Provided records:
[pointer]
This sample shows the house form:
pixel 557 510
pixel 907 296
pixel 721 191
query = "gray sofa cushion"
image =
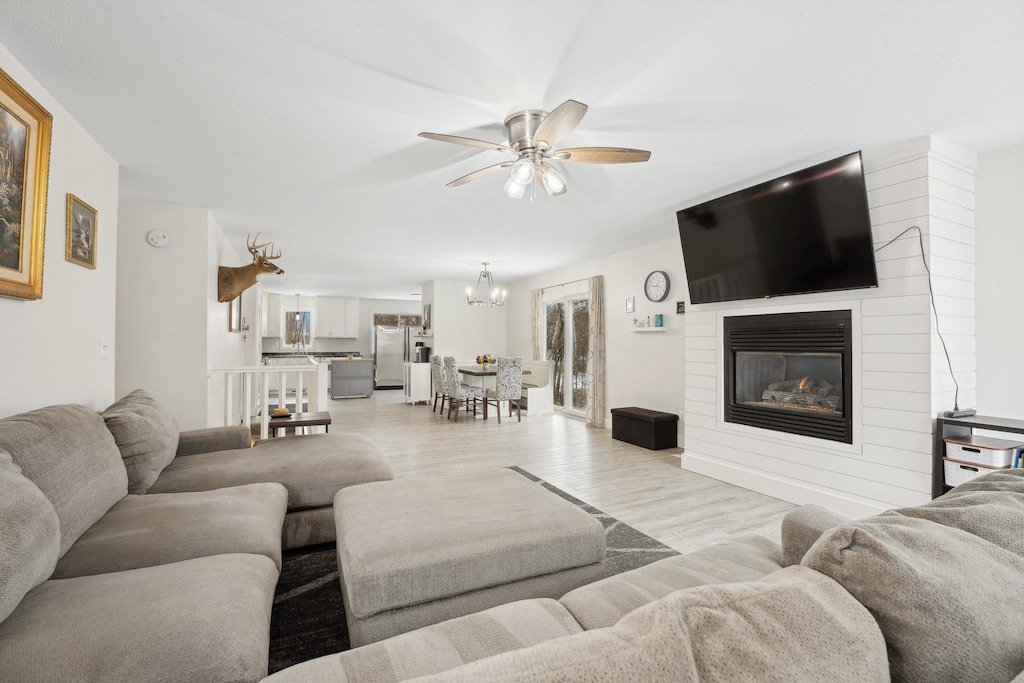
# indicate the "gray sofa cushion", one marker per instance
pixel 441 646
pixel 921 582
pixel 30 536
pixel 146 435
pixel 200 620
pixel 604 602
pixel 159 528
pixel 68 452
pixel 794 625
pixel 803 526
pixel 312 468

==

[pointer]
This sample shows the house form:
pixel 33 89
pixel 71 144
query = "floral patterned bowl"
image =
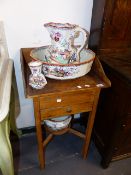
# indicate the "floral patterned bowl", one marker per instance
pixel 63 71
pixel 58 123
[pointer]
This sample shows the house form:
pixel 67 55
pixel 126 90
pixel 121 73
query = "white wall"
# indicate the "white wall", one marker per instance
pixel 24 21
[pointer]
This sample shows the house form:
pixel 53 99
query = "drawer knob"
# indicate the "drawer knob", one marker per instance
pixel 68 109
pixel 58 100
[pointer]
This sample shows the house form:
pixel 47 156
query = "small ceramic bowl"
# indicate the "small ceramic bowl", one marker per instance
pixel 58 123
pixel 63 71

Directions: Within the listing above, work out the number of lines that hold "query", and give that number alone.

Exercise response: 5